## Directive:
Reproduce only the part of the material that opens with the line containing "of the black" and closes with the line containing "pixel 117 50", swapping "thickest" for "widest" and changing nothing else.

## Records shown:
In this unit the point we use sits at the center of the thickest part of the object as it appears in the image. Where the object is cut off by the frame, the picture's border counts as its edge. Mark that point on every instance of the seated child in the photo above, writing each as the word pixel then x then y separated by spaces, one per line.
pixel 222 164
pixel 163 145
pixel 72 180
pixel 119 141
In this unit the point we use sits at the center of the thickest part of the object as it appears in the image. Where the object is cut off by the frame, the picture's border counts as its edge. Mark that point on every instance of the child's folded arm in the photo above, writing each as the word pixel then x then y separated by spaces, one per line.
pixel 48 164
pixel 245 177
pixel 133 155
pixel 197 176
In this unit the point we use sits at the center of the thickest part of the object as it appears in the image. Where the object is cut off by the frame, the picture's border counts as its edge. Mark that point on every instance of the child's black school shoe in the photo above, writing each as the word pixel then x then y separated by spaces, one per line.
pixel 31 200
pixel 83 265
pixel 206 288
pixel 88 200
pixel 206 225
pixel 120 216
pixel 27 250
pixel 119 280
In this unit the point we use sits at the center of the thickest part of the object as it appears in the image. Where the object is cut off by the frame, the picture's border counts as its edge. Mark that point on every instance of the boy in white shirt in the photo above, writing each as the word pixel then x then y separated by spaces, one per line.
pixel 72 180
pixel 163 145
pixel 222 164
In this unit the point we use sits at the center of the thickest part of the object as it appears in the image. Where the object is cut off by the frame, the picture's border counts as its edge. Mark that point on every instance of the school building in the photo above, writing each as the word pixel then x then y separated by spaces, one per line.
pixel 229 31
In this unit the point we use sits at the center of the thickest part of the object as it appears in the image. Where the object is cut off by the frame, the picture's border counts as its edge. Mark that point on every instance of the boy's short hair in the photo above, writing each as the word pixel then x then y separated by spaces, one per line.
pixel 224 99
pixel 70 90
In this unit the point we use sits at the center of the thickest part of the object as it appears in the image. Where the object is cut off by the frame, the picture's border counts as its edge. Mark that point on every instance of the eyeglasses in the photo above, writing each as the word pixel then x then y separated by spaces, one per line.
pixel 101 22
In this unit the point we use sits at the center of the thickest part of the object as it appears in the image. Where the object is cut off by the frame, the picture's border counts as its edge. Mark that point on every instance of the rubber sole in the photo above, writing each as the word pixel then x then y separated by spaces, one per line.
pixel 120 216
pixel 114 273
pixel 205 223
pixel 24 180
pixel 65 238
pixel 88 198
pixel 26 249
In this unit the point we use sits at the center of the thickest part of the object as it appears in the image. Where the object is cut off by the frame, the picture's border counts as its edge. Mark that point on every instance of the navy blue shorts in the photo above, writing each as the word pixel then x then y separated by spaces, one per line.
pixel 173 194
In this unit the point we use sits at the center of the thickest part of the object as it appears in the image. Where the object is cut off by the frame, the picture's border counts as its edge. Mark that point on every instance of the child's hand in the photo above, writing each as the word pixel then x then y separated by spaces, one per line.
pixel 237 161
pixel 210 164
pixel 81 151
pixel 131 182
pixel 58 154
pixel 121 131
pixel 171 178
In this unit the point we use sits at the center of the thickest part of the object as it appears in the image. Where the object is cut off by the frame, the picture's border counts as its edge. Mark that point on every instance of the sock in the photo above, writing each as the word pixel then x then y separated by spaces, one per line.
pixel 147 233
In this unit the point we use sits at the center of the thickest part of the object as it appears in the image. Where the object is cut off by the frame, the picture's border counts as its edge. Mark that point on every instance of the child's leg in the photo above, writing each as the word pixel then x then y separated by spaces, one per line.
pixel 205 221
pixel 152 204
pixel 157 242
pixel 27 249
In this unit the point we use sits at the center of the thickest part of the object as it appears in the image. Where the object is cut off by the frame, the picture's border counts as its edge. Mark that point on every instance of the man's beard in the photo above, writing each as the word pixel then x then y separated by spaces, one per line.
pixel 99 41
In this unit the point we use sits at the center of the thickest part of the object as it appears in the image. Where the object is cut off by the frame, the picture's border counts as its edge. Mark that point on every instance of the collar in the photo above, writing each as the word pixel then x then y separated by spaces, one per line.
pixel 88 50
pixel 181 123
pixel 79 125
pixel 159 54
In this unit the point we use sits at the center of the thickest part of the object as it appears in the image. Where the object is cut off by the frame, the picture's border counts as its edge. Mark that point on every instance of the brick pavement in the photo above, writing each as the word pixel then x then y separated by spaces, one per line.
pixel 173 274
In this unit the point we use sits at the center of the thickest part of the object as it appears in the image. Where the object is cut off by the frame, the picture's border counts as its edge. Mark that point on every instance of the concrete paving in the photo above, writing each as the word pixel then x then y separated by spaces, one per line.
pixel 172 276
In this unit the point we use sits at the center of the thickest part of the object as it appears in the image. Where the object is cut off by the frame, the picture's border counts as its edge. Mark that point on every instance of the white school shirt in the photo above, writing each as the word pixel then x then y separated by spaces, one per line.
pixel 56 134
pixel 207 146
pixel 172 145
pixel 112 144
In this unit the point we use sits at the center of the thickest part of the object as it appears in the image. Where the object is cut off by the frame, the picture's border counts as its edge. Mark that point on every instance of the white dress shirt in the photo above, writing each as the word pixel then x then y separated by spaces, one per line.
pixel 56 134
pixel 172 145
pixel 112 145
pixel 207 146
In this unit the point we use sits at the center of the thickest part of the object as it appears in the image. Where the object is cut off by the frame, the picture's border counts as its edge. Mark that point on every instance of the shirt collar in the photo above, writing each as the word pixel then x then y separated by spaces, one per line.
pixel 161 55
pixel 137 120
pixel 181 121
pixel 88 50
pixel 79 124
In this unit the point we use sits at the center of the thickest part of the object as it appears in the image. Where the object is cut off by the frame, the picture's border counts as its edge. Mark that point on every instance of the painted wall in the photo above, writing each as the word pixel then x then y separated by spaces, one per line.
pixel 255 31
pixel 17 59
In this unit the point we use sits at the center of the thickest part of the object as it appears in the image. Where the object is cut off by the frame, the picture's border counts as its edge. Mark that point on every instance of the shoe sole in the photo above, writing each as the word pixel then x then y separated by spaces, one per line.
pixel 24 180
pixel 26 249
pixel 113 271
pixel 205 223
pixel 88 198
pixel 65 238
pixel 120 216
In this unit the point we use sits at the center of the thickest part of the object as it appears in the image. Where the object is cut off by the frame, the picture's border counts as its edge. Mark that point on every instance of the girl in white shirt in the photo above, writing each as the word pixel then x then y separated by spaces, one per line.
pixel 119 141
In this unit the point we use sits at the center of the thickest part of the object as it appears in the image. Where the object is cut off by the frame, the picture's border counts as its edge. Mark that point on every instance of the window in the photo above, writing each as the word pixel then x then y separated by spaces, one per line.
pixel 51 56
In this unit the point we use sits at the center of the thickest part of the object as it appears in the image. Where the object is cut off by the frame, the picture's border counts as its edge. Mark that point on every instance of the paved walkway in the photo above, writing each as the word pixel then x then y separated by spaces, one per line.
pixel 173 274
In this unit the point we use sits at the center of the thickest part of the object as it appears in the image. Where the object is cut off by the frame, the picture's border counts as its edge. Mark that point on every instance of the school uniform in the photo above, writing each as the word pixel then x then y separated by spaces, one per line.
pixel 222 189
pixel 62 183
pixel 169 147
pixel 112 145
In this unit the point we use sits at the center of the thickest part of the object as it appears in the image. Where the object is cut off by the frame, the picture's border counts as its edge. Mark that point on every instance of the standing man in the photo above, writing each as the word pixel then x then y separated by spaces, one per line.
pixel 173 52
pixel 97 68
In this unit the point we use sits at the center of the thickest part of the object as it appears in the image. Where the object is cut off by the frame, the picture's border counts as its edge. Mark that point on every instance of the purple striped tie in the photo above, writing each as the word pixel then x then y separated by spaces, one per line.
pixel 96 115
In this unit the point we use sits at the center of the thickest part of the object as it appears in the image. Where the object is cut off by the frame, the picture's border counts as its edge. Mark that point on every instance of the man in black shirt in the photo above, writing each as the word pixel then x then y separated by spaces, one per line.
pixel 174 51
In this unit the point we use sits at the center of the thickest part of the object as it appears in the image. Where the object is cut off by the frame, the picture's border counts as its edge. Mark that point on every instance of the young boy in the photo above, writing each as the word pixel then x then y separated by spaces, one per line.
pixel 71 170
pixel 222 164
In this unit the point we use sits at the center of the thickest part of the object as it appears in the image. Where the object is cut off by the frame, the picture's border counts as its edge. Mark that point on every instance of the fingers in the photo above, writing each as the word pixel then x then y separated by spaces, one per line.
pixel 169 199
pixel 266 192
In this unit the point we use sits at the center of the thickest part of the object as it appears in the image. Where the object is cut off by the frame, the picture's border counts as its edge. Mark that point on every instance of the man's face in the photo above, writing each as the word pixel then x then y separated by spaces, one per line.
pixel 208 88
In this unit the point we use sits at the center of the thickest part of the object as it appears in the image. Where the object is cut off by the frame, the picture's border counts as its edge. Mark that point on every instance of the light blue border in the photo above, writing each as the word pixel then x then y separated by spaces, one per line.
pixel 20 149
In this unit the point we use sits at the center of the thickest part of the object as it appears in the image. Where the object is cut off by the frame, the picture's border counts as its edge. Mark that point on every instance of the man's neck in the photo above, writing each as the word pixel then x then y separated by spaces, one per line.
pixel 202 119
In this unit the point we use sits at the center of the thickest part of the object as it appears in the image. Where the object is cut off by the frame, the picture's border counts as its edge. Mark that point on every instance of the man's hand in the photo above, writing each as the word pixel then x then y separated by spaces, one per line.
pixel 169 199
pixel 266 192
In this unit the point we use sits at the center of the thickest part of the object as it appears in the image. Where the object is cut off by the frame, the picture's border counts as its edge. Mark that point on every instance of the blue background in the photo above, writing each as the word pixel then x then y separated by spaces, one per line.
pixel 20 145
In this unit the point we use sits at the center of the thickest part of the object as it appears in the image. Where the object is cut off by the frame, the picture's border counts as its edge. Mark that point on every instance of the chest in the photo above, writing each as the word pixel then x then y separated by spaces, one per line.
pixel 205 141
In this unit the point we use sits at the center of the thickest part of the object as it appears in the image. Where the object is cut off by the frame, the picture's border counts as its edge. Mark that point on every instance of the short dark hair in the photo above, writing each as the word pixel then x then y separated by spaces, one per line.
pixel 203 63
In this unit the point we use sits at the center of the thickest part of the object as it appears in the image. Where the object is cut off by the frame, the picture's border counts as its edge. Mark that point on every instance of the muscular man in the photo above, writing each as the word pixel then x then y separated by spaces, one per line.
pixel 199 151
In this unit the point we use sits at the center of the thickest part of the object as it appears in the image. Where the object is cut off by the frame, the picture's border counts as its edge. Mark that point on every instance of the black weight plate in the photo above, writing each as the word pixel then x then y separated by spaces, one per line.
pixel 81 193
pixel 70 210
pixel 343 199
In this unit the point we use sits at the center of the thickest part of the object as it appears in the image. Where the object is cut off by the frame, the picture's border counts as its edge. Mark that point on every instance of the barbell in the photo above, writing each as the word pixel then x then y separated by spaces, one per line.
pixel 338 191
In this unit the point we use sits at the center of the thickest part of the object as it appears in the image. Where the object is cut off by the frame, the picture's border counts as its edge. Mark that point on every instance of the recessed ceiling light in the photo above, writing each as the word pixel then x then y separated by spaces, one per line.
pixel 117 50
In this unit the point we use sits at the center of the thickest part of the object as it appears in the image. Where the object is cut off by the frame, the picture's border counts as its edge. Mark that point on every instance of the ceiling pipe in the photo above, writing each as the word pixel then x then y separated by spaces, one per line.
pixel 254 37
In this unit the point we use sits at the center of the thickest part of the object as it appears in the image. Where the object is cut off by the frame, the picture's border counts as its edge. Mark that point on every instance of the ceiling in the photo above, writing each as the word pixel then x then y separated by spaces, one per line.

## Complete output:
In this unit the point we use sits at the center of the widest part of the object as it appears in the image. Where the object is cut off by the frame, the picture's border counts as its edge. Mark that point on every instance of the black weight plate in the photo above, writing each as the word pixel then x then y separated by spaces, one per line.
pixel 81 193
pixel 70 210
pixel 343 199
In this unit the point we use sits at the center of the widest part of the object as it appears in the image. Where the object is cut off by the frame, the picture's border counts as its edge. Mark that point on every instance of the barbell in the photo above, writing each as the word pixel then x then y separated by spaces, one per line.
pixel 338 191
In this unit the point we use sits at the center of the widest part of the object as it appears in the image. Where the object is cut off by the frame, the picture's border counts as its edge. Mark that point on every instance of the recessed ceiling light in the photo above, writing each as the word pixel then x then y separated by spaces, one per line.
pixel 117 50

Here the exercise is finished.